__Stored dataset items__.
........
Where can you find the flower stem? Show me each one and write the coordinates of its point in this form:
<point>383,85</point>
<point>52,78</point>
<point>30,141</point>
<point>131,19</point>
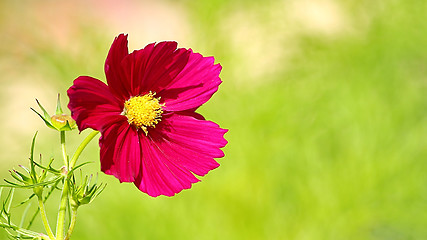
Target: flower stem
<point>60,225</point>
<point>44,218</point>
<point>81,148</point>
<point>72,223</point>
<point>64,152</point>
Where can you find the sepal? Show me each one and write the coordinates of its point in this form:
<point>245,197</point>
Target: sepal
<point>85,192</point>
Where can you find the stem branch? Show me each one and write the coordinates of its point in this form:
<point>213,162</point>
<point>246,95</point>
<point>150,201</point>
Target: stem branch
<point>81,148</point>
<point>44,218</point>
<point>72,223</point>
<point>64,152</point>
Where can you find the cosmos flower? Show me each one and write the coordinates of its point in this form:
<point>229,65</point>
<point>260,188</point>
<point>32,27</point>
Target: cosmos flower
<point>150,132</point>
........
__Work instruction__. All lines carrying the word "coordinates" must be copied from the data above.

__Result__.
Where can you find the flower stem? Show me each one and write the coordinates of its point in this form:
Where can you find the sepal? Show me each one and write the coordinates of its point in this form:
Where can you find the stem branch? Show me each one and write the coordinates of its point in this form:
Where can you find the cosmos flower? Show me each one and write the coordinates of its point in this form:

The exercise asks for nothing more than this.